START Raw data
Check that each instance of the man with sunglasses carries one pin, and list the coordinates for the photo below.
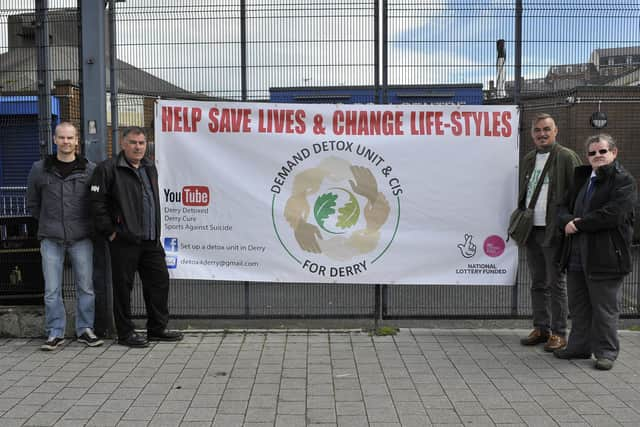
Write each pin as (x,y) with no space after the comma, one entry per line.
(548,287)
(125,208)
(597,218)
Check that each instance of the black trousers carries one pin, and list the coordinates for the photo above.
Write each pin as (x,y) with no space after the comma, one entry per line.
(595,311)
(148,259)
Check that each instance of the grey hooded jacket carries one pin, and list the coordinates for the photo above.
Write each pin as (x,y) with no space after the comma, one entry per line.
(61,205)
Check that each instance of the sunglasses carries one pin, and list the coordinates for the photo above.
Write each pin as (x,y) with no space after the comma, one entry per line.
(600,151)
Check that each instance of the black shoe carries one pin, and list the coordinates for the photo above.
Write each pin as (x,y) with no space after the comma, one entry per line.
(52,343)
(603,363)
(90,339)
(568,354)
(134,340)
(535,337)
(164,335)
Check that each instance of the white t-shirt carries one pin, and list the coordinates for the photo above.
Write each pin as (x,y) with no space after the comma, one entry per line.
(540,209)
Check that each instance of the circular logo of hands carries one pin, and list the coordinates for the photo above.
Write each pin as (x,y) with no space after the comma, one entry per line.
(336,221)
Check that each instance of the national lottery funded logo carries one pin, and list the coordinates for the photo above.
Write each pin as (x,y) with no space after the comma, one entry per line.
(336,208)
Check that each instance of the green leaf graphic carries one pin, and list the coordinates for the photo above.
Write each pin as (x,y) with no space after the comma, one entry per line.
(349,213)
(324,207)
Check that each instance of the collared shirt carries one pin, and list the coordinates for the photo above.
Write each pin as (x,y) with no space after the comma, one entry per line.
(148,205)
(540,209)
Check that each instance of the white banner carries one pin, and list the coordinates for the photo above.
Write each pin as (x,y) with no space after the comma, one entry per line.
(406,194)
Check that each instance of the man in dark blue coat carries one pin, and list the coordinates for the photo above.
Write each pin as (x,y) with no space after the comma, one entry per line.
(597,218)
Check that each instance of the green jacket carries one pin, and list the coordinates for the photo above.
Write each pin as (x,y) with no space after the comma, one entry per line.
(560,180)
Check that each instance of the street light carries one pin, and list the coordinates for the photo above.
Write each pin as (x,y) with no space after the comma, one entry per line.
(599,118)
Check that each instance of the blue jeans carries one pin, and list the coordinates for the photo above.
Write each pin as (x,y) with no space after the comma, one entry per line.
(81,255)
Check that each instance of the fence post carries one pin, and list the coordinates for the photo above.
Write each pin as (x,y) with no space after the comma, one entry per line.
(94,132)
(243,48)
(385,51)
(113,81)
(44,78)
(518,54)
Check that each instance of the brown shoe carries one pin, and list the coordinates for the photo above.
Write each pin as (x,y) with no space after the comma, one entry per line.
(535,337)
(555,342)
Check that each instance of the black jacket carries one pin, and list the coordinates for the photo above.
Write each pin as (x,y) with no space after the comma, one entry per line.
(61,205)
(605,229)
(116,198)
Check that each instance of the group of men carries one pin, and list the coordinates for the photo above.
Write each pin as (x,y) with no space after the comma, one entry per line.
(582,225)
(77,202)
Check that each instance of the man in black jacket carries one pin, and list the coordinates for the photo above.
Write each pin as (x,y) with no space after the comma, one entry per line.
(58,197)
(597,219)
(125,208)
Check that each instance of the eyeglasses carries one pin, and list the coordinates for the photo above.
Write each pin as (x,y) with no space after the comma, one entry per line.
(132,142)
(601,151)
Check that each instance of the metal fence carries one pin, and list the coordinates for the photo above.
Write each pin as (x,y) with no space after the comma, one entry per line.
END Raw data
Repeat each entry above word for word, leaving every picture out.

Check that each instance of the man with sunglasses carries one pin, and list the coordinates for the photo below.
Write each pin as (x,y) with no space after the comma, one entry per line.
(548,287)
(125,208)
(597,218)
Check that each instance of the black trousers carries one pin, and list the coordinates for the photo above.
Write each pin as (x,y) with no space after the comma, one entry per line.
(595,311)
(148,259)
Check that each instance of the grey hooded jacket carries one pin, and list the coordinates for the photo above.
Write each pin as (x,y) with no space after the comma, one entry per line.
(61,205)
Check that each instance of the sunglasses carries one pin, and list the coordinates for the photo above.
Write each pin as (x,y) with no space after the comma, one entry per line.
(600,151)
Check that each instance of the black shoe carries one pin, and list the coordinates for the photo above.
Write each pin as (x,y) with no space after the comma, one entry per line.
(52,343)
(603,363)
(90,339)
(568,354)
(134,340)
(535,337)
(164,335)
Check that each instance of the white t-shirt carries one pin, and list the coordinates for the photo above.
Write each pin as (x,y) with no space after the comma, one entry per line.
(540,209)
Check that each instance of the circular logo of hands carries one pin, and list the coordinates for the photo above.
Write each pin as (x,y) with no space after the comma, one entry per line.
(336,221)
Check that each instance of the national lottery funded logo carries one pin, and list the coordinates for the photo above.
Write each pin as (x,y) with no space after the comma, one entry per line.
(336,208)
Check that each instance of the green leaf graphic carries one pin, and list the coordinates for the photo above.
Write each pin as (x,y) with no space after the comma, one entry per line.
(349,213)
(324,207)
Check that each instance of the collared shirt carries one pin, and list the coordinates for the photo above.
Write each pin as (x,y) with no space after the comma, one entry per line.
(148,205)
(540,209)
Check that each instance of the white banner carries one pin, and list the coordinates for the photo above.
Write each pin as (x,y) with no space after the comma, one entry per line.
(406,194)
Check that each instance of the man in dark blue coat carries one pin, and list the coordinates for the photo above.
Write each pin as (x,y) with no space after the comma, one entry per line.
(597,218)
Check that each instance of the green jacket carries one pin, and list the coordinates for the photo above.
Write each pin as (x,y) with no space after the comma, one entry per line.
(560,180)
Check that each instance of the street light carries one pin, and list the coordinates for the photo above.
Write each pin as (x,y) with no space after the comma, one entry per line.
(599,118)
Check that each instance of the blue jeans carries one pin, and list the coordinates for the photo above.
Write each pin as (x,y) with no space after the comma, one entry per line.
(81,255)
Check that each instance of the fence post carries one pin, and list the coordinates for the photo above.
Write each pin as (x,y) with no space after the comma, one entry per line.
(94,132)
(243,48)
(385,51)
(113,81)
(44,78)
(518,54)
Check that each instance of the brown shoe carries one pin, and list the coordinates for the photo above.
Write each pin as (x,y) with no space after the comma, one entry per line.
(535,337)
(555,342)
Check that each instance of the black jacket carries one pin, and list the coordinates for the photo above.
Write each pin as (x,y) with no space after the comma, one entry per line.
(61,205)
(605,229)
(116,198)
Check that each instance of the group of men carries one pin, and list the coordinates for the photo above.
Write each pin as (x,y) with no space after the comma, one entry per line.
(582,225)
(77,202)
Check that each instance of the man in black jacket carries one pin, and list the coordinates for the photo above.
Write each pin as (x,y) with no space after the comma, one entry per line.
(58,197)
(597,219)
(125,208)
Check that each instance of the eyeglasses carries one pin, and list the coordinates for the photo above.
Write each pin as (x,y) with no space after the comma, one entry per line.
(132,142)
(601,151)
Check that each instance of the metal fence carries one pin, and list the coordinates for the photo above.
Write each pin as (x,y) with no space after the comma, one entry per line.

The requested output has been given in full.